Description of the task:
Output, word for word, every line from the line with "For the dataset, tag each instance of the ladder" through the final line of the data below.

Data provided:
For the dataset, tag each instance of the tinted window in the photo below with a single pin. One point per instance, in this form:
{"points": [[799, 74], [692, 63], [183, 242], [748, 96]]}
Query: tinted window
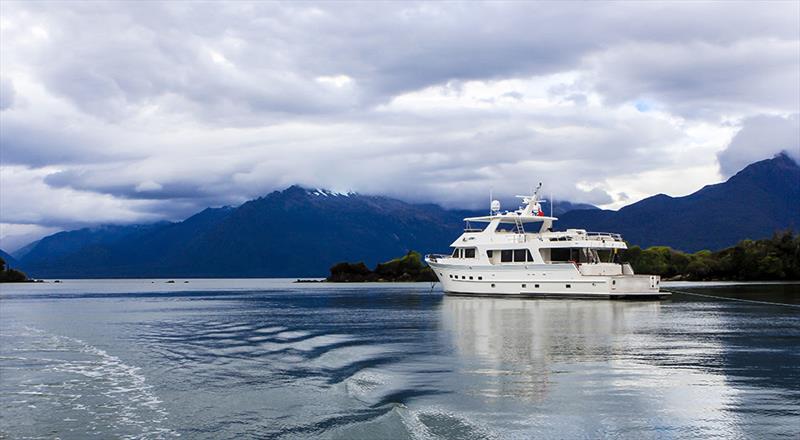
{"points": [[560, 254]]}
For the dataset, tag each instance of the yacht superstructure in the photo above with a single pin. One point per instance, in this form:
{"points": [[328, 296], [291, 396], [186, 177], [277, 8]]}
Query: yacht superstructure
{"points": [[517, 253]]}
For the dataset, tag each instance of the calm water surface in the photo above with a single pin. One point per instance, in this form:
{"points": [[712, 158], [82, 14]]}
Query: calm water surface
{"points": [[272, 359]]}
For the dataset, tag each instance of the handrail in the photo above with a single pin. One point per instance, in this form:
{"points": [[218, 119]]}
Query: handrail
{"points": [[434, 257], [616, 237]]}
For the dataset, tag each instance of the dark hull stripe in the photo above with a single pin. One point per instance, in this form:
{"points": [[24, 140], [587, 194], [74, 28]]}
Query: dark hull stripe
{"points": [[645, 297]]}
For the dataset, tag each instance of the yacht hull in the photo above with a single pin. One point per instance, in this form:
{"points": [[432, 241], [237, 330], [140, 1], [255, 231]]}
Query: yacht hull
{"points": [[542, 281]]}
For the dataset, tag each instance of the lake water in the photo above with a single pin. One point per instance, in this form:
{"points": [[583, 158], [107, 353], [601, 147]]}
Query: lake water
{"points": [[272, 359]]}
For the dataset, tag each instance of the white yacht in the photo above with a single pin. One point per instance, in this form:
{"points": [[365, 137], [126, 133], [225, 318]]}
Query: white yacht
{"points": [[517, 253]]}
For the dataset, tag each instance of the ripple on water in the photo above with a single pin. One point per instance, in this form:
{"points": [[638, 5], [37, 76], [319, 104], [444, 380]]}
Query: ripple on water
{"points": [[61, 378]]}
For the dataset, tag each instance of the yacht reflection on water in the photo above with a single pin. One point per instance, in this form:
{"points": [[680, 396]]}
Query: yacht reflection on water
{"points": [[539, 331], [517, 344]]}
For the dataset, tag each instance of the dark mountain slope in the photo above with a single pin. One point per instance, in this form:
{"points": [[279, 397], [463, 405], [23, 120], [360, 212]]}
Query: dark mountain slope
{"points": [[757, 201]]}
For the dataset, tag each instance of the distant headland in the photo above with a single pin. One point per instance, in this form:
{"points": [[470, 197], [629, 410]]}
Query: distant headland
{"points": [[408, 268], [9, 275]]}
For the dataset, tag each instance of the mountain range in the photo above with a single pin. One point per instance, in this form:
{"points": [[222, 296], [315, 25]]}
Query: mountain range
{"points": [[300, 232]]}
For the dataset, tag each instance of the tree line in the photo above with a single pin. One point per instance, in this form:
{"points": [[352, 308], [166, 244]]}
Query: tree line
{"points": [[776, 258], [8, 275]]}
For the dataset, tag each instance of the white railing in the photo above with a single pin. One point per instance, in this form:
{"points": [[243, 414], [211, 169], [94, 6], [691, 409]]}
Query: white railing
{"points": [[603, 236], [435, 257]]}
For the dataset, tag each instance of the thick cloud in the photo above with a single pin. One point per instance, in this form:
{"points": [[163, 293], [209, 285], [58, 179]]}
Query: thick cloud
{"points": [[150, 111], [761, 137]]}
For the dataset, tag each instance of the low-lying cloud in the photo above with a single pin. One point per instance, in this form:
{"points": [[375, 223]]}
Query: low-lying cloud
{"points": [[128, 112]]}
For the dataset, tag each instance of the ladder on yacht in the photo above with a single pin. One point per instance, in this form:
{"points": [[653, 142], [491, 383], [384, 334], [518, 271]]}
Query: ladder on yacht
{"points": [[520, 229]]}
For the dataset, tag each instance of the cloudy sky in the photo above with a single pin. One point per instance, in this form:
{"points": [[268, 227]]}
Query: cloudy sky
{"points": [[142, 111]]}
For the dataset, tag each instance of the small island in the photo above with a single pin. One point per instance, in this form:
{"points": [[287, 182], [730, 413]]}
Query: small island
{"points": [[408, 268], [9, 275]]}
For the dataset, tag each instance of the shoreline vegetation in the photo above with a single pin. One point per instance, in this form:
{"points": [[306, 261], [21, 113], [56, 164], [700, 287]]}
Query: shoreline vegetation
{"points": [[408, 268], [771, 259]]}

Response to this task:
For the dataset, tag each instance of the ladder on yacht in the photo above with a single pin. One point per instance, in this form:
{"points": [[653, 142], [491, 383], [384, 334], [518, 271]]}
Query: ladder on yacht
{"points": [[520, 229]]}
For the dataset, tag each instance of the cloudy sky in the photo above with a single pin. One point per instance, in this form:
{"points": [[268, 227]]}
Query: cloudy sky
{"points": [[142, 111]]}
For the dataset, tag each instance of the small island in the photo above with a single pin. One point per instance, in this form:
{"points": [[287, 182], [730, 413]]}
Query: small island
{"points": [[408, 268], [9, 275]]}
For the dataset, tag each instance of the shoreline vegetation in the photo above with a single pin. One point per instance, in this form:
{"points": [[306, 261], [21, 113], [56, 164], [700, 287]]}
Query: shoreline vegetation
{"points": [[408, 268], [771, 259]]}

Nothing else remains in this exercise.